### INPUT MATERIAL:
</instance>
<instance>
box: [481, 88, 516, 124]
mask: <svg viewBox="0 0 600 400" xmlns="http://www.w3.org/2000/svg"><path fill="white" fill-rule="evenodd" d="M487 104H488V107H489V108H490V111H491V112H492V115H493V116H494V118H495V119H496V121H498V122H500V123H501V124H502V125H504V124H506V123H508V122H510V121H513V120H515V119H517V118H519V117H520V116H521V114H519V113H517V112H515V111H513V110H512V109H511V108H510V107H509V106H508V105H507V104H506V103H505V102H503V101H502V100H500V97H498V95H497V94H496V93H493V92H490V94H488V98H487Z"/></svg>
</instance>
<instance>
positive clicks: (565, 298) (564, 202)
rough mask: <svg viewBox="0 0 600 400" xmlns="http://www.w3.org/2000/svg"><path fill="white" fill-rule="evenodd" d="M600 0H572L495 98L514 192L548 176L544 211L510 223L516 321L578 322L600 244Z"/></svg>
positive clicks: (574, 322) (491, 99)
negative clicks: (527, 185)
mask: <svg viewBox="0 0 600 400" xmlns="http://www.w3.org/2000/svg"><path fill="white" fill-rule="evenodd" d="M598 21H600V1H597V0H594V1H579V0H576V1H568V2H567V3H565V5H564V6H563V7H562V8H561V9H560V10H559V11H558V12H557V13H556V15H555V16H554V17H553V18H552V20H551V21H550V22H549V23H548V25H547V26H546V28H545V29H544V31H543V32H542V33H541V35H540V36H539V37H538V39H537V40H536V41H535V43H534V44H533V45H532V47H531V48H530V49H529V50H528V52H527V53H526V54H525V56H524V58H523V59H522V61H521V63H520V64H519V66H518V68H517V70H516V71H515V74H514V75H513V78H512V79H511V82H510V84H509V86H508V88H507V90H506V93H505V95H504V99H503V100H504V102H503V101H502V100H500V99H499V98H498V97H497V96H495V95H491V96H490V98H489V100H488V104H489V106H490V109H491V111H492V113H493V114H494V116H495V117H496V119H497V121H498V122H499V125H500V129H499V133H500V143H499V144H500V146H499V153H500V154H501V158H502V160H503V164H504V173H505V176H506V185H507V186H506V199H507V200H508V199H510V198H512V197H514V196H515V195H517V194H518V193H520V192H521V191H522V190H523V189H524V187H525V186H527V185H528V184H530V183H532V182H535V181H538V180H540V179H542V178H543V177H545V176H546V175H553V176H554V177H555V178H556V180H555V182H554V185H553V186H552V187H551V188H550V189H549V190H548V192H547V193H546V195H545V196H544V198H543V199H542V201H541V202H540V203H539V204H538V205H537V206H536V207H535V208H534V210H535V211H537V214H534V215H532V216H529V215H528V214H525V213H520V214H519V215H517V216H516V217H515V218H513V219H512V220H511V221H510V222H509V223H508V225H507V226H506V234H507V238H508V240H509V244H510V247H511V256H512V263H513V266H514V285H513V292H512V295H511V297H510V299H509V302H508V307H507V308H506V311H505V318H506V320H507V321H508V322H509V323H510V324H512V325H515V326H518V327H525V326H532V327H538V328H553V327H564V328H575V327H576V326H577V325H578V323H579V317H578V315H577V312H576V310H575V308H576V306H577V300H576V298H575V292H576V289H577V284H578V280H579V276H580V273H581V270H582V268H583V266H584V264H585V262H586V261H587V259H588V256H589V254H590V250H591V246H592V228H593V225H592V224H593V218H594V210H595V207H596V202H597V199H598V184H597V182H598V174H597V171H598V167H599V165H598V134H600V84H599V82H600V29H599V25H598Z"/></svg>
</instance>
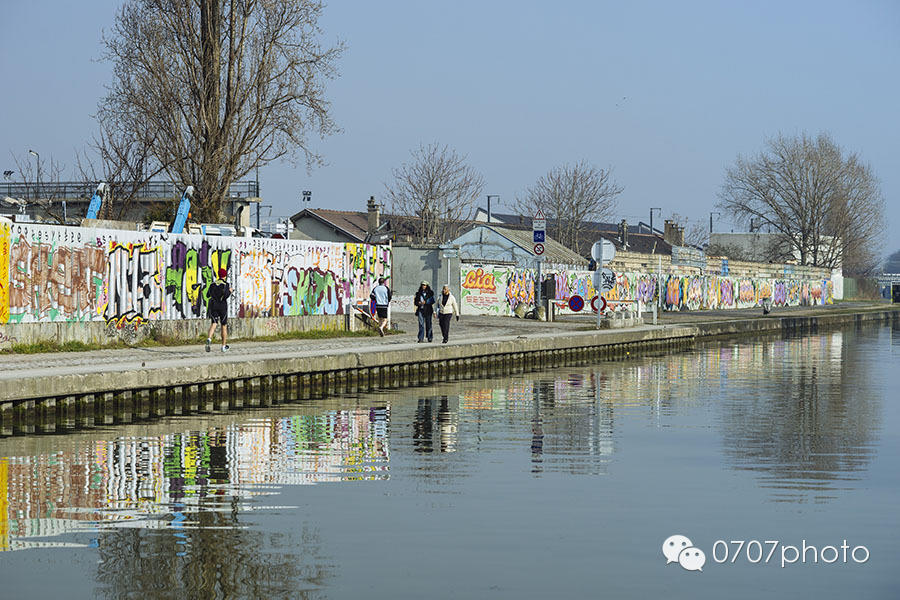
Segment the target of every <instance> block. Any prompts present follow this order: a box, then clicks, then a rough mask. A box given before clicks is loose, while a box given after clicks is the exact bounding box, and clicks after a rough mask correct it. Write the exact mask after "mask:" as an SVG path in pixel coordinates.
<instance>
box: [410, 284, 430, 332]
mask: <svg viewBox="0 0 900 600" xmlns="http://www.w3.org/2000/svg"><path fill="white" fill-rule="evenodd" d="M413 304H415V305H416V316H417V317H418V318H419V343H420V344H421V343H422V342H424V341H425V338H428V341H429V342H430V341H431V340H432V339H433V338H434V332H433V331H432V323H431V319H432V318H433V317H434V291H433V290H432V289H431V285H430V284H429V283H428V282H427V281H423V282H422V284H421V285H420V286H419V291H417V292H416V295H415V297H414V298H413Z"/></svg>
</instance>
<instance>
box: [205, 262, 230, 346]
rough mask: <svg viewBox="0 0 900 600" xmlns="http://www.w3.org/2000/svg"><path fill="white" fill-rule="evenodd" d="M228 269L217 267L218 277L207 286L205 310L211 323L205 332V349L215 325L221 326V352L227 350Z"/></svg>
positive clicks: (227, 320)
mask: <svg viewBox="0 0 900 600" xmlns="http://www.w3.org/2000/svg"><path fill="white" fill-rule="evenodd" d="M227 276H228V271H227V270H226V269H224V268H221V269H219V278H218V279H217V280H216V281H215V282H214V283H213V284H212V285H211V286H209V304H208V305H207V311H208V314H209V318H210V320H211V321H212V323H210V324H209V333H207V334H206V351H207V352H209V345H210V344H211V343H212V336H213V334H214V333H215V331H216V325H221V326H222V352H228V350H229V346H228V302H227V301H228V297H229V296H231V288H230V287H228V282H227V281H225V278H226V277H227Z"/></svg>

### PROBLEM TO WORK ON:
Set the entries down again exactly. Do not include the images.

### FINISHED TASK:
</instance>
<instance>
box: [481, 88, 516, 124]
mask: <svg viewBox="0 0 600 400" xmlns="http://www.w3.org/2000/svg"><path fill="white" fill-rule="evenodd" d="M487 104H488V107H489V108H490V111H491V112H492V115H493V116H494V118H495V119H496V121H498V122H500V123H501V124H502V125H504V124H506V123H508V122H510V121H513V120H515V119H517V118H519V117H520V116H521V114H519V113H517V112H515V111H513V110H512V109H511V108H510V107H509V106H508V105H507V104H506V103H505V102H503V101H502V100H500V97H498V95H497V94H496V93H493V92H490V94H488V98H487Z"/></svg>
</instance>
<instance>
positive clicks: (565, 298) (564, 202)
rough mask: <svg viewBox="0 0 600 400" xmlns="http://www.w3.org/2000/svg"><path fill="white" fill-rule="evenodd" d="M600 0H572L495 98L514 192L548 176L544 211L510 223L516 321L578 322L600 244Z"/></svg>
positive clicks: (574, 322) (491, 99)
negative clicks: (527, 185)
mask: <svg viewBox="0 0 600 400" xmlns="http://www.w3.org/2000/svg"><path fill="white" fill-rule="evenodd" d="M598 21H600V1H597V0H594V1H579V0H576V1H568V2H567V3H565V5H564V6H563V7H562V8H561V9H560V10H559V11H558V12H557V13H556V15H555V16H554V17H553V18H552V20H551V21H550V22H549V23H548V25H547V26H546V28H545V29H544V31H543V32H542V33H541V35H540V36H539V37H538V39H537V40H536V41H535V43H534V44H533V45H532V47H531V48H530V49H529V50H528V52H527V53H526V54H525V56H524V58H523V59H522V61H521V63H520V64H519V66H518V68H517V70H516V71H515V74H514V75H513V78H512V79H511V82H510V84H509V86H508V88H507V90H506V93H505V95H504V99H503V100H504V102H503V101H502V100H500V99H499V98H498V97H497V96H495V95H491V96H490V98H489V100H488V104H489V106H490V109H491V111H492V113H493V114H494V116H495V117H496V119H497V121H498V122H499V125H500V129H499V133H500V143H499V144H500V146H499V153H500V154H501V158H502V160H503V164H504V173H505V176H506V185H507V186H506V199H507V200H508V199H510V198H512V197H514V196H515V195H517V194H518V193H520V192H521V191H522V190H523V189H524V187H525V186H527V185H528V184H530V183H532V182H535V181H538V180H540V179H542V178H543V177H545V176H546V175H553V176H554V177H555V178H556V180H555V182H554V185H553V186H552V187H551V188H550V189H549V190H548V192H547V193H546V195H545V196H544V198H543V199H542V201H541V202H540V203H539V204H538V205H537V206H536V207H535V208H534V210H535V211H537V214H534V215H532V216H529V215H528V214H525V213H520V214H519V215H517V216H516V217H515V218H513V219H512V220H511V221H510V222H509V223H508V225H507V226H506V234H507V238H508V240H509V244H510V247H511V256H512V263H513V266H514V285H513V292H512V295H511V297H510V299H509V302H508V307H507V308H506V311H505V318H506V320H507V321H508V322H509V323H510V324H512V325H515V326H518V327H525V326H532V327H538V328H553V327H564V328H575V327H576V326H577V325H578V323H579V317H578V315H577V312H576V310H575V308H576V306H577V300H576V298H575V292H576V289H577V284H578V280H579V276H580V273H581V270H582V268H583V266H584V264H585V262H586V261H587V259H588V256H589V254H590V250H591V246H592V228H593V225H592V224H593V218H594V210H595V207H596V202H597V199H598V184H597V182H598V174H597V171H598V167H599V165H598V134H600V84H599V82H600V29H599V25H598Z"/></svg>
</instance>
Segment the target of every <instance> block. Any prompts present follow this order: a box, then clicks, then a rough mask. A box given before clicks is loose, while a box given after clicks is the exact bounding box, and clicks after a rough mask correct it. Write the exact mask after "mask:" as an SVG path in pixel coordinates.
<instance>
box: [410, 284, 430, 332]
mask: <svg viewBox="0 0 900 600" xmlns="http://www.w3.org/2000/svg"><path fill="white" fill-rule="evenodd" d="M413 304H415V305H416V316H417V317H418V318H419V343H420V344H421V343H422V342H424V341H425V338H428V341H429V342H430V341H431V340H432V339H433V338H434V332H433V331H432V323H431V319H432V318H433V317H434V291H433V290H432V289H431V285H430V284H429V283H428V282H427V281H423V282H422V284H421V285H420V286H419V291H417V292H416V295H415V297H414V298H413Z"/></svg>
</instance>
<instance>
box: [205, 262, 230, 346]
rough mask: <svg viewBox="0 0 900 600" xmlns="http://www.w3.org/2000/svg"><path fill="white" fill-rule="evenodd" d="M228 269L217 267L218 277L207 286L205 310L211 323L205 332V349L215 325L221 326V352L227 350Z"/></svg>
positive clicks: (227, 320)
mask: <svg viewBox="0 0 900 600" xmlns="http://www.w3.org/2000/svg"><path fill="white" fill-rule="evenodd" d="M227 276H228V271H227V270H226V269H224V268H221V269H219V278H218V279H217V280H216V281H215V282H214V283H213V284H212V285H211V286H209V304H208V305H207V311H208V314H209V318H210V320H211V321H212V323H210V324H209V333H207V334H206V351H207V352H209V345H210V344H211V343H212V336H213V334H214V333H215V331H216V325H221V326H222V352H228V350H229V346H228V302H227V301H228V297H229V296H231V288H230V287H228V282H227V281H225V278H226V277H227Z"/></svg>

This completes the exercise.